Requirements ->
A: Decide whether each statement below agrees with the passage on virtual scanning tunneling microscopy. Answer yes or no for each, quoting the words of the passage that settle it. (i) High mobility 2DESs are located at buried semiconductor interfaces. (ii) In the technique described, tunneling takes place from a 3D metal into a 2DES. (iii) The local tunneling can be controlled with a resolution below 250 nm.
B: In the passage on virtual scanning tunneling microscopy, at what filling factors are quantum Hall stripes predicted to form?

Text provided ->
Correlated electron states in high mobility two-dimensional electron systems (2DESs), including charge density waves and microemulsion phases intermediate between a Fermi liquid and Wigner crystal, are predicted to exhibit complex local charge order. Existing experimental studies, however, have mainly probed these systems at micron to millimeter scales rather than directly mapping spatial organization. Scanning probes should be well-suited to study the spatial structure of these states, but high mobility 2DESs are found at buried semiconductor interfaces, beyond the reach of conventional scanning tunneling microscopy. Scanning techniques based on electrostatic coupling to the 2DES deliver important insights, but generally with resolution limited by the depth of the 2DES. In this letter, we present our progress in developing a technique called “virtual scanning tunneling microscopy” that allows local tunneling into a high mobility 2DES. Using a specially designed bilayer GaAs/AlGaAs heterostructure where the tunnel coupling between two separate 2DESs is tunable via electrostatic gating, combined with a scanning gate, we show that the local tunneling can be controlled with sub-250 nm resolution.

A local tunnel probe can complement traditional transport measurements for understanding mesoscopic systems.1–10 In many situations, where electron-electron interactions are important, non-trivial spatial ordering of the electrons is a predicted consequence that cannot be fully probed through transport.11 For example, quantum Hall stripes are predicted to form at half-integer filling factors due to a characteristic anisotropy in transport along different crystalline axes in GaAs.12 Anisotropic transport has been measured in this regime,13 likely because of the charge density wave (CDW) associated with these stripes. Scanning tunneling microscopy (STM) has been used extensively to study CDW behavior,14–16 especially in the context of high-temperature superconductivity, but the buried nature of high mobility two-dimensional electron systems (2DESs) precludes this type of measurement.

The work presented in this letter is aimed at developing a technique that can overcome the obstacles to using traditional STM on mesoscopic devices, as depicted in Figure 1. The key idea is to change the nature of the tunnel barrier, from the surface energy barrier, which is fixed by material properties, to a tunable tunnel barrier inside a semiconductor heterostructure that can be modulated by an electric field. Taking advantage of the flexibility of the GaAs/AlGaAs materials system, one can grow heterostructures that support two separate 2DESs,17 and by controlling the aluminum doping define the height of the tunnel barrier between them. The tunneling is controlled locally by scanning a sharp metal tip above the heterostructure, which serves to electrostatically change the height of the tunnel barrier and enhance tunneling preferentially beneath the tip. Therefore, instead of tunneling from a 3D metal into a 2DES as would be the case in STM, the tunneling takes place between two interfacial 2D systems. This technique is called “virtual scanning tunneling microscopy” (VSTM) because a “virtual” STM tip is induced inside the heterostructure between the two 2DESs.

[Contour labeling items]
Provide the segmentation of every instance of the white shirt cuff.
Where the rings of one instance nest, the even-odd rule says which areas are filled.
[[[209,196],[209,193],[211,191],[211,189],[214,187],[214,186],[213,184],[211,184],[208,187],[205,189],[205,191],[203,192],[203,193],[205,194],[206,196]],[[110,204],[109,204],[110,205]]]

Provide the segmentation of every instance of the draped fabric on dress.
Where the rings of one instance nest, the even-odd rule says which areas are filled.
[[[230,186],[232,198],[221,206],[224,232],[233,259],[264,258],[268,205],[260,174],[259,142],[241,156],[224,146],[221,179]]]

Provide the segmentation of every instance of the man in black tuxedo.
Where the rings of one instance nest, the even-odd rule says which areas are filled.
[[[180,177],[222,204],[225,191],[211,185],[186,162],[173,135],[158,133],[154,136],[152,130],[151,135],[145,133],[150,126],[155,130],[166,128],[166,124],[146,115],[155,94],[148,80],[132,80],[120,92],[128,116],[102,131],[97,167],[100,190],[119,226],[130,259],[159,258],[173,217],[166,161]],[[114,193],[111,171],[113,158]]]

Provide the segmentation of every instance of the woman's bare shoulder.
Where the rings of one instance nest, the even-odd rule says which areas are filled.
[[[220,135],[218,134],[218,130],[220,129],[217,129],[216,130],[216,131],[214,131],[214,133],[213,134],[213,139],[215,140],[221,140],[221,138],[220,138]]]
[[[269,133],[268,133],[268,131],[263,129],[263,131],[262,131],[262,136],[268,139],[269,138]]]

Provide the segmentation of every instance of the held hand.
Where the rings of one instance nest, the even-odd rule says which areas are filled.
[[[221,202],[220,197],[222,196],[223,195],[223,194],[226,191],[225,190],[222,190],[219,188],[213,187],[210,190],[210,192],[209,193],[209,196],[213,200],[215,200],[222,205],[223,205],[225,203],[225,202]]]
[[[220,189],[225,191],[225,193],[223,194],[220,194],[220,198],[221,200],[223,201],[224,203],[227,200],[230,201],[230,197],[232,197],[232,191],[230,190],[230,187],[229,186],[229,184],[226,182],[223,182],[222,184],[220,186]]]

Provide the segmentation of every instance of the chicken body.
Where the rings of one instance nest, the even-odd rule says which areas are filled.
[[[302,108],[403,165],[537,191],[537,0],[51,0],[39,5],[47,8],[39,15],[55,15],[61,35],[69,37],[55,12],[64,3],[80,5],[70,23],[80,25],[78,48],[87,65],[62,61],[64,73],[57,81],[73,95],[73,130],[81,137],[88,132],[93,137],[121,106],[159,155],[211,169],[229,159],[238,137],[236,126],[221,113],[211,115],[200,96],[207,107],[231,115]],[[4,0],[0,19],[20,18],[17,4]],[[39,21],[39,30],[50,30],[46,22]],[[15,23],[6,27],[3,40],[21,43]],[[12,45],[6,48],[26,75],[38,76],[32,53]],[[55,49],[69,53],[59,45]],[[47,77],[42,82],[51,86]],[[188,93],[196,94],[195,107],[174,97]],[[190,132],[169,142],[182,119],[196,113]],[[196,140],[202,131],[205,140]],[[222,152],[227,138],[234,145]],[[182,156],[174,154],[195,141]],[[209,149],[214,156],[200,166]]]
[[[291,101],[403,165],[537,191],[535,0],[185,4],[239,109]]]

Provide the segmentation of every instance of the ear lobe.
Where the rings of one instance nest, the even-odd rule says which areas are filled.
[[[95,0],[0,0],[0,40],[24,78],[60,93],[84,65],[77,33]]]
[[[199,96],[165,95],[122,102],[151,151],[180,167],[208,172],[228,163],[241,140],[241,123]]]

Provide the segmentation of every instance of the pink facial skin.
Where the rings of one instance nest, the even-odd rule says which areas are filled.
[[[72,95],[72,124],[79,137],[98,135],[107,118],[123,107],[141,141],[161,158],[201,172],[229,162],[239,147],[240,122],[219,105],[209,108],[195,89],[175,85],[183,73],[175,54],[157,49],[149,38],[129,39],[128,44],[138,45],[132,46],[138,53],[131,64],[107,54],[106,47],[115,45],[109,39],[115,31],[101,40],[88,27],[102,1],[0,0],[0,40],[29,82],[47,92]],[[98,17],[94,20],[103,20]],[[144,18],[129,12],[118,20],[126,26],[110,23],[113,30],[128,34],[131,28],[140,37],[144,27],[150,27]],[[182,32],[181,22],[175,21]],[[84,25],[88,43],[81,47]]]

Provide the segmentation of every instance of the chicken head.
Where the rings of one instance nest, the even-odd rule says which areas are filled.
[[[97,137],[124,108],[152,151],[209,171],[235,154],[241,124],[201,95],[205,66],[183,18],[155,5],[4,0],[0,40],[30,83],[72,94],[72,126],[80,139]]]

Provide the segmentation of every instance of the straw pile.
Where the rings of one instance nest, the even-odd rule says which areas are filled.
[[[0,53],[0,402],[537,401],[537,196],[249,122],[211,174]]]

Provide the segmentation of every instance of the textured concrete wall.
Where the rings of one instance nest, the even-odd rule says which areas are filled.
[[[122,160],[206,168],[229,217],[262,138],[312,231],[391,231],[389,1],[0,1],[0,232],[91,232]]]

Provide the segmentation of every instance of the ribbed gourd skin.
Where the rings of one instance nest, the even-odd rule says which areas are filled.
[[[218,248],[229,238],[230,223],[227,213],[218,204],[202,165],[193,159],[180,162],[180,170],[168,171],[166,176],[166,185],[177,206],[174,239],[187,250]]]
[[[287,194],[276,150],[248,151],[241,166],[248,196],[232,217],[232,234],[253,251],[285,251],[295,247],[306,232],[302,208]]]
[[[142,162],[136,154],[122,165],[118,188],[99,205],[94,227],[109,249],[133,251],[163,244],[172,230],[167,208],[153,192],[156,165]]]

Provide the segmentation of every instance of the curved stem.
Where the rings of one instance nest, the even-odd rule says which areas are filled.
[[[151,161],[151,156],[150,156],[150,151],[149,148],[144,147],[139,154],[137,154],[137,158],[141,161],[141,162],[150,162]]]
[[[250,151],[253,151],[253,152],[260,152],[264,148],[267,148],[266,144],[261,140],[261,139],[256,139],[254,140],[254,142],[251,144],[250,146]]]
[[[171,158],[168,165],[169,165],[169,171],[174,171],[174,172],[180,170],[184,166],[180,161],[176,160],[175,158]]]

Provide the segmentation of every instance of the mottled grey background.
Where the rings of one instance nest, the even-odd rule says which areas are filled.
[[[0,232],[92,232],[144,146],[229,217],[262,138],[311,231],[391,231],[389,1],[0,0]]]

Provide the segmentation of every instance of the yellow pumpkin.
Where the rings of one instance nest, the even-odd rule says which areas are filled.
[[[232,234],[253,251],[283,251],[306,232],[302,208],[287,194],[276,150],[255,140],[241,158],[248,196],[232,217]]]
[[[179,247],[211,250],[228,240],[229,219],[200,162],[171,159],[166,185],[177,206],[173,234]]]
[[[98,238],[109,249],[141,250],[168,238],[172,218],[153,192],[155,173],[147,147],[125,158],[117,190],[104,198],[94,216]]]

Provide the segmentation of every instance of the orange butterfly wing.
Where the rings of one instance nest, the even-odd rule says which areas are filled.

Per-task answers ->
A:
(i) Yes: "high mobility 2DESs are found at buried semiconductor interfaces"
(ii) No: "instead of tunneling from a 3D metal into a 2DES as would be the case in STM, the tunneling takes place between two interfacial 2D systems"
(iii) Yes: "the local tunneling can be controlled with sub-250 nm resolution"

B: At half-integer filling factors.